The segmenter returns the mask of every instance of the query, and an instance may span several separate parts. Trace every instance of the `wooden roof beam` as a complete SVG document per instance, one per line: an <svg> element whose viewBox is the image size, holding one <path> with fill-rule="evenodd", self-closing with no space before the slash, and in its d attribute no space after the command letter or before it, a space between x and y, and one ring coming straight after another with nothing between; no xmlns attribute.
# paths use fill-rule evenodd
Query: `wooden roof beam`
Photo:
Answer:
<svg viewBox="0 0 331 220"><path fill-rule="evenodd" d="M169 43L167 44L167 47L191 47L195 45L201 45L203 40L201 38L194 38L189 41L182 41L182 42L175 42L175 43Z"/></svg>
━━━
### WORK INSTRUCTIONS
Can you write out the records above again, changing "wooden roof beam" to "steel girder" everywhere it occurs and leaving everything else as it is?

### TASK RESULT
The segmenter returns the mask of every instance of the query, and an instance may span several separate parts. Trace every instance of the `steel girder` as a complete SVG document per instance, one per line: an <svg> element whose viewBox is the image size, holding one <path> with fill-rule="evenodd", self-closing with no space before the slash, and in its d attribute no space after the command letter or before it, a space between x and y, and one ring coming straight after another with nothing between; no xmlns attribute.
# paths use fill-rule evenodd
Query: `steel girder`
Photo:
Answer:
<svg viewBox="0 0 331 220"><path fill-rule="evenodd" d="M169 43L167 44L167 47L191 47L195 45L201 45L203 40L201 38L194 38L189 41L182 41L182 42L175 42L175 43Z"/></svg>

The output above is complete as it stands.